Testo di partenza
---
È arrivata alla prima giornata. Così per fugare ogni mio dubbio, per rafforzare una idea. La pallonata in faccia, sulla linea laterale della serie c. Un posto più pericoloso della Somalia, con i mortai e gli spritz.
Nel grande caos frattale, quella di beccarmi una pallonata era una circostanza che ritenevo possibile e probabile.
Uno degli anziani che affollano il campo di Via Ugo Foscolo, durante un incontro di terza categoria, dopo che un maldestro rinvio (Agnese) che colpì l’arbitro esclamò un indigenissimo: “quess è la madonn”. Un rimando cristiano alla fatalità degli eventi talvolta ispirati dal divino. Ma non faccio l’arbitro.
Agnese, lei. Autrice oppure la colpevole. Il nome ovviamente l’ho chiesto successivamente. Resta sempre valido il mio proposito di non imparare alcun nome. Già disatteso, ne sono cosciente. Ero in ginocchio, alla ricerca di una prospettiva diversa per alcuni scatti. Se fossi rimasto in piedi, probabilmente il dolore sarebbe stato più forte, con maggior disagio. È un dubbio però, che non voglio fugare.
Malissimo, Agnese. Non tanto per il leggiadro tocco di palla, ma per l’inaudita forza che hai impiegato per calciare la palla, in fallo laterale. Eri già a due passi dalla linea, bastava anche toccarla piano, con la punta dello scarpino. Ovvio che se invece il tuo era un tentativo d’omicidio, allora bene, quasi.
Riavvolgiamo il nastro però.
Questa è una storia piena di mancanze, di nomi uguali dentro a persone diverse. Di fughe in avanti, talvolta anche nei sotterranei. Di borse e borsoni. Da fare, disfatti oppure da riempire. Una storia di reflex stanche, usate male e troppo, che smettono di funzionare, come le storie, come le bugie.
Di sogni, di ricordi, insomma con qualcosa da mettere li, vicino alle scarpe da gioco, alla maglia e al cuore. Il mio. Lo zaino sembra all’apparenza più leggero. Accade così quando si parte da soli. Diretto verso un pallone verde, verso una stagione agonistica che spero non sia la copia di quella che l’ha preceduta.
L’emozione della prima, del silenzio della macchina che si riempie di pensieri senza suoni. Di quella strada piccola nella quale svoltare all’improvviso. Di mille “why”, senza nessun “because” e di quelle lacrime che non tornano indietro nemmeno a ricacciarle a forza.
Le panchine vuote, si riempiono. Alcuni buchi però restano lì, perché sono anche quelli del cuore e allora diventano difficili da colmare. A Federica importa poco quello che scrivo, non ha nemmeno un profilo social. La sua è una sorta d’esistenza, parallela. In un tempo diverso da questo. Solitamente è disattenta al punto da sembrare assente.
---
Voci
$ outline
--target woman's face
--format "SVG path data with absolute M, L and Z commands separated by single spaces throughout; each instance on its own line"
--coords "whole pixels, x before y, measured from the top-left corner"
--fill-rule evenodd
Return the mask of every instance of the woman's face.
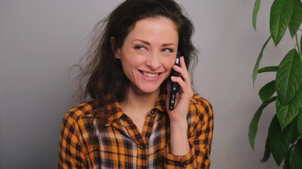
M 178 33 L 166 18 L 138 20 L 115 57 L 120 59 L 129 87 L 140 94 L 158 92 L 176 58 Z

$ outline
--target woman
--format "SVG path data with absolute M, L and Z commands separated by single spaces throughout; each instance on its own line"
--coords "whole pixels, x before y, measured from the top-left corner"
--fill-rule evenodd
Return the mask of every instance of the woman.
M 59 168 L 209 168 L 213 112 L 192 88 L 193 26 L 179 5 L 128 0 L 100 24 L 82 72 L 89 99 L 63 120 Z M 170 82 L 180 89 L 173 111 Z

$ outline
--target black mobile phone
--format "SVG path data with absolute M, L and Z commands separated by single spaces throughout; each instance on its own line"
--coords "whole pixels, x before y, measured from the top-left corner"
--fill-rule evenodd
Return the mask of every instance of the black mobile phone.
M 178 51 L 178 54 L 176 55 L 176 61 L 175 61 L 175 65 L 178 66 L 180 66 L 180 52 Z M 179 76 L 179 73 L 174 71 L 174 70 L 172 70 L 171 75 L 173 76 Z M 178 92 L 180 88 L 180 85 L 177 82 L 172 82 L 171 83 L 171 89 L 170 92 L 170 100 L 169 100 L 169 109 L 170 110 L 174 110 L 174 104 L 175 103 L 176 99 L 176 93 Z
---
Istruzioni
1/ Nel racconto sulla pallonata, in che posizione si trovava chi racconta al momento del colpo?
2/ Prosegui il racconto sulla pallonata a partire dal punto in cui si ferma.
Le voci qui sopra non servono a nulla in questo lavoro.

Risposte per punto
1/ In ginocchio, alla ricerca di una prospettiva diversa per alcuni scatti.

2/
Quando m’ha chiesto di trovare posto per i suoi di ricordi, in questo pezzo, ho avuto la stessa reazione di Mazzone che corre sotto la curva dell’Atalanta. Li con il pugno chiuso ad esclamare: “ma come, t’ho dovuto estorcere quasi, anche solo il nome della tua scuola superiore e ora, questo?”
Voleva trovassi posto per quello che le mancava. Per quella voce dalla panchina, la presenza fuori dal campo. L’uomo genuinamente interessato a lei, a loro. Quel suo modo di trovare un punto d’accordo che fosse ovviamente il più vicino alla sua volontà. Una assenza che diventa presenza, perché il ricordo, quello non passa mai.
Dovreste ascoltare, perché lei mi manda i vocali che odio. Sembra faccia fatica ad esprimere il suo cuore e come ascoltare i bimbi parlare dei loro sentimenti. Ti vogliono dire che t’importa, senza farti davvero percepire la profondità. Finiscono, entrambi, con il sortire l’effetto contrario.
Quella che entra in campo è una squadra con due fori nel cuore. Uno in panchina, l’altro tra i pali. Qui dove termina la discesa del futsal, oppure dove inizia la salita, certe ferite, restano aperte. Non si rimarginano mai, alcune volte ti dimentichi del dolore, sorridi anche, ma la cicatrice resta.
Fischio finale. Le foto sono improbabili, troppo gialle o troppo verdi. Nero verdi, i colori del Chieti e la rivalità di campanile. La guerra, gli sfollati, il rifiuto dell’accoglienza. Dalle mie parti è perfino una colpa sportiva essere di Francavilla. Una rivalità eterna e nel mezzo due tifoserie, molto calde.
Le grida dalla panchina, mi mancavano. Non si sentono spesso nelle serie al femminile, sono un segnale di gradito ritorno, alla normalità. Sono l’acustico emblema che a qualcuno importa, molto. Abbastanza da spendere del tempo con voi. Da prendere una pallonata in faccia.
Fischio finale. Quattro a due, una sconfitta. L’arbitro ha sempre qualche colpa, la panchina e sempre troppo corta. Manca sistematicamente il fiato, ci sono i cani che abbiano in un bordocampo che mi ricorda le piste di bocce. C’è gente anche dietro alle panchine.
Mentre torno in macchina, pesto un fico. Il frutto, caduto dall’albero vicino alla macchina. Sorrido appena. In mezzo alla ghiaia nascono anche i fiori bellissimi.